Self-grooming is a critical component of the honey bee grooming solicitation dance (Bozic and Valentincic 1995). We did not notice or record dances in the current study, and the lack of correlation between self-grooming and allogrooming suggests very few occurred (Pettis and Pankiw 1998) despite a substantial overall rate of allogrooming. Though the dance is highly effective at inducing allogrooming (Bozic and Valentincic 1995), past studies suggest that the self-grooming component may play a larger role in parasite and pathogen resistance than the allogrooming response from nestmates (Pettis and Pankiw 1998). Our results support this finding, though it is important to note that our sample size, coupled with the low frequency of allogrooming, may have limited our ability to detect the relationships between health challenges, allogrooming, and survivorship.

Particularly for allogrooming, its function, triggers, and impacts at the colony level remain unclear (Aumeier 2001; Evans and Spivak 2010). Allogrooming is a widespread trait that appears very early in social insect evolution (Fefferman et al. 2006). However, modeling studies suggest allogrooming only increases colony survival when disease exposure is periodic, not constant (Fefferman et al. 2006). Allogrooming may have evolved under very different disease and parasite conditions than present day, and as a result, the behavior could persist without a clear survival benefit. Alternatively, it is possible that the benefits of allogrooming emerge only under very specific contexts, e.g., when an individual is sick with a pathogen that is capable of spreading amongst individuals, or in cases where honey bees couple grooming with other parasite defense capabilities, for example the ability to injure ectoparasites once removed (Guzman-Novoa et al. 2012; Smith et al. 2021). Exposure route (e.g., injection or parasite-mediated versus feeding) is known to impact viral pathogenicity and immune function (Yang and Cox-Foster 2007; Grozinger and Flenniken 2019; Al Naggar and Paxton 2020), and thus may be tied to the efficacy of allogrooming. Future studies could evaluate these possibilities by monitoring the extent to which, e.g., virus-infected bees direct behaviors towards healthy individuals, and the consequences for these interactions. Studies could also evaluate grooming interactions and their consequences across genotypes that differ in, for example, mite-biting behaviors. The honey bee highlights the complexity of interpreting the evolution and function of grooming interactions in highly social species.

=== PROBLEMS TO SOLVE ===
- a) Decide whether each statement agrees with the passage on honey bee grooming, answering yes or no and quoting the deciding words: (i) the study recorded many grooming solicitation dances; (ii) modeling studies suggest allogrooming raises colony survival only when disease exposure is periodic; (iii) allogrooming arose late in social insect evolution.
- b) Please carry on the passage on honey bee grooming, picking up after its final sentence.

=== Stored data entries ===
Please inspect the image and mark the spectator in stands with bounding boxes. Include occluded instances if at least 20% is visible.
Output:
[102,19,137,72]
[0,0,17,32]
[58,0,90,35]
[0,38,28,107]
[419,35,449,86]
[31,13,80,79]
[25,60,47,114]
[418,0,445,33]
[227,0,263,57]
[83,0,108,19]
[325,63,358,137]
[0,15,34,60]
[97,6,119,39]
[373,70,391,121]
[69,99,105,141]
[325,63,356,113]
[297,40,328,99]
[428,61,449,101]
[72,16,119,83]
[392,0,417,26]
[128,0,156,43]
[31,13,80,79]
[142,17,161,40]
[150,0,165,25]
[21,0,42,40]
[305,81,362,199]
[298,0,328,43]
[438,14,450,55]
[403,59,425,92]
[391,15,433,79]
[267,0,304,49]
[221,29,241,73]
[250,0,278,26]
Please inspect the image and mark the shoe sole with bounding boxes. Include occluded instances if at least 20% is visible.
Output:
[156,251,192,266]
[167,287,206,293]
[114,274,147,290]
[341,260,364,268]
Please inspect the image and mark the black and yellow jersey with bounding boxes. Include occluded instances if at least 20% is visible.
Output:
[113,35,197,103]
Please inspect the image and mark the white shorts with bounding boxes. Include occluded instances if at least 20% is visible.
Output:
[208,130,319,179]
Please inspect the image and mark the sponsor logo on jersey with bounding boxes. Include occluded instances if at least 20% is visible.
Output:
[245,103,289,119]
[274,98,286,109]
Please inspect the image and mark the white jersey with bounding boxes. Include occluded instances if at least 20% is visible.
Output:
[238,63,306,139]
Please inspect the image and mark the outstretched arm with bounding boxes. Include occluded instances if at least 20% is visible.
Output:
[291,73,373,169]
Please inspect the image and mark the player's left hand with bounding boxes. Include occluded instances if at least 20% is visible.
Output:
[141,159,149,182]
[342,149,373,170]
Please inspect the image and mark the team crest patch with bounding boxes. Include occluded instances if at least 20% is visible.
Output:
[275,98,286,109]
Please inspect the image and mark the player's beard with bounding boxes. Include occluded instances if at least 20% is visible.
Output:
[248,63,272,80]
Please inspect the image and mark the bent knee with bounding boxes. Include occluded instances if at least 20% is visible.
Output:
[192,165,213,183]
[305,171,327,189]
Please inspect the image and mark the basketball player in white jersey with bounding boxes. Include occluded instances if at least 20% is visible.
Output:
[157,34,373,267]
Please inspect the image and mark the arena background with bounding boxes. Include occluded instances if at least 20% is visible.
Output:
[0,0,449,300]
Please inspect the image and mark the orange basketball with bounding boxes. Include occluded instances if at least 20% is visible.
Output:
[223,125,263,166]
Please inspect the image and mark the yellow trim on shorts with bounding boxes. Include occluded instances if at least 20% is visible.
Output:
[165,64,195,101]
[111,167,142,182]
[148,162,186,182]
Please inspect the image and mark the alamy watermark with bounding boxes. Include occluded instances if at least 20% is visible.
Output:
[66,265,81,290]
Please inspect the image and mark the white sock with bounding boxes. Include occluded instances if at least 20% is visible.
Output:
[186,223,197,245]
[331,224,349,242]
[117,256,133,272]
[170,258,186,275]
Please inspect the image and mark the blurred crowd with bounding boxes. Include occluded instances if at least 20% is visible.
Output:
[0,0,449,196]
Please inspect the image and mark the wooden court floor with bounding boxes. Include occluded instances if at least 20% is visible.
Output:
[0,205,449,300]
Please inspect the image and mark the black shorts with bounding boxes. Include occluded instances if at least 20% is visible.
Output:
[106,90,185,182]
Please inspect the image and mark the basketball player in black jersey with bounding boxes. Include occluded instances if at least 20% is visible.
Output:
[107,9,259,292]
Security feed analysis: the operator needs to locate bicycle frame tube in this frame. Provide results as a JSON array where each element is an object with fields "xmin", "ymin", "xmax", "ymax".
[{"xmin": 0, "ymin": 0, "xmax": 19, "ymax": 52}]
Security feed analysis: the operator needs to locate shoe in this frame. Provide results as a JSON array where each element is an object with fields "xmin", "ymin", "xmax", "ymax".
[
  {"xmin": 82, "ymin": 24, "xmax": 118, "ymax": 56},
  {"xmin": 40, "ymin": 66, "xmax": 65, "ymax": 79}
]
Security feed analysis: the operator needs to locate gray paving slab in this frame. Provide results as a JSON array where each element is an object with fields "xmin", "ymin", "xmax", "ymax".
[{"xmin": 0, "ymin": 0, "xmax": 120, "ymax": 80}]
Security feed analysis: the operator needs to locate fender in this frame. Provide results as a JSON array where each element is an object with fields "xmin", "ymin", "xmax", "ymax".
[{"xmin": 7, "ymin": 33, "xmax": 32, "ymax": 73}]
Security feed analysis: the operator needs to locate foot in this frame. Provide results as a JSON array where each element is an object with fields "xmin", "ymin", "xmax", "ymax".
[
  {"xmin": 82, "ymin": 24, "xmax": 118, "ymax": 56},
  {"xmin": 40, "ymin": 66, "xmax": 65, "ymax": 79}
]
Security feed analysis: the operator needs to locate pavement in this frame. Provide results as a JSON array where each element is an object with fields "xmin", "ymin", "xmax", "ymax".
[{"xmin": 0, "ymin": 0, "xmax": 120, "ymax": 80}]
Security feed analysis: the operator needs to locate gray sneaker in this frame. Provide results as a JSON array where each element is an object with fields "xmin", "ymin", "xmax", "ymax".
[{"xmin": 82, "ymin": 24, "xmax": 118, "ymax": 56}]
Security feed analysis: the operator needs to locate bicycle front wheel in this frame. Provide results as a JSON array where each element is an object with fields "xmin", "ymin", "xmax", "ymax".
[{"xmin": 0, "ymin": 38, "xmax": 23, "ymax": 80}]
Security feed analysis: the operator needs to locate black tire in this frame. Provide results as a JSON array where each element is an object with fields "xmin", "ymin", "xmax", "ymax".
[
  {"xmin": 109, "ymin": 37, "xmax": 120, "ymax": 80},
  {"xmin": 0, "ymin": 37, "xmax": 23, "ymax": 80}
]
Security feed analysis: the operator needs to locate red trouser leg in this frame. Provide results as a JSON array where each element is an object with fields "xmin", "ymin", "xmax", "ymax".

=== ANSWERS FOR THE EXERCISE ===
- a)
(i) No: "We did not notice or record dances in the current study"
(ii) Yes: "allogrooming only increases colony survival when disease exposure is periodic, not constant"
(iii) No: "Allogrooming is a widespread trait that appears very early in social insect evolution"

- b)
The weak positive impacts of allogrooming could suggest that self-grooming (a key feature of the grooming repertoire that is also part of the allogrooming dance signal) may be the more critical disease management or survival component of the grooming repertoire (Pettis and Pankiw 1998; Aumeier 2001; Bąk and Wilde 2016). Such a pattern would be significant, because self-grooming does not put nestmates at risk of contracting a disease or becoming parasitized through contact (Bozic and Valentincic 1995; Richard et al. 2012). Though some studies show self-grooming is an important component of parasite defense (Aumeier 2001; Guzman-Novoa et al. 2012), to our knowledge, no study has assessed whether self-grooming modulates individual survivorship in other contexts that elicit the behavior. Here we demonstrate that self-directed behaviors may serve important individual and social functions, and perhaps should be considered alongside allogrooming in studies of the evolution of social immunity behaviors.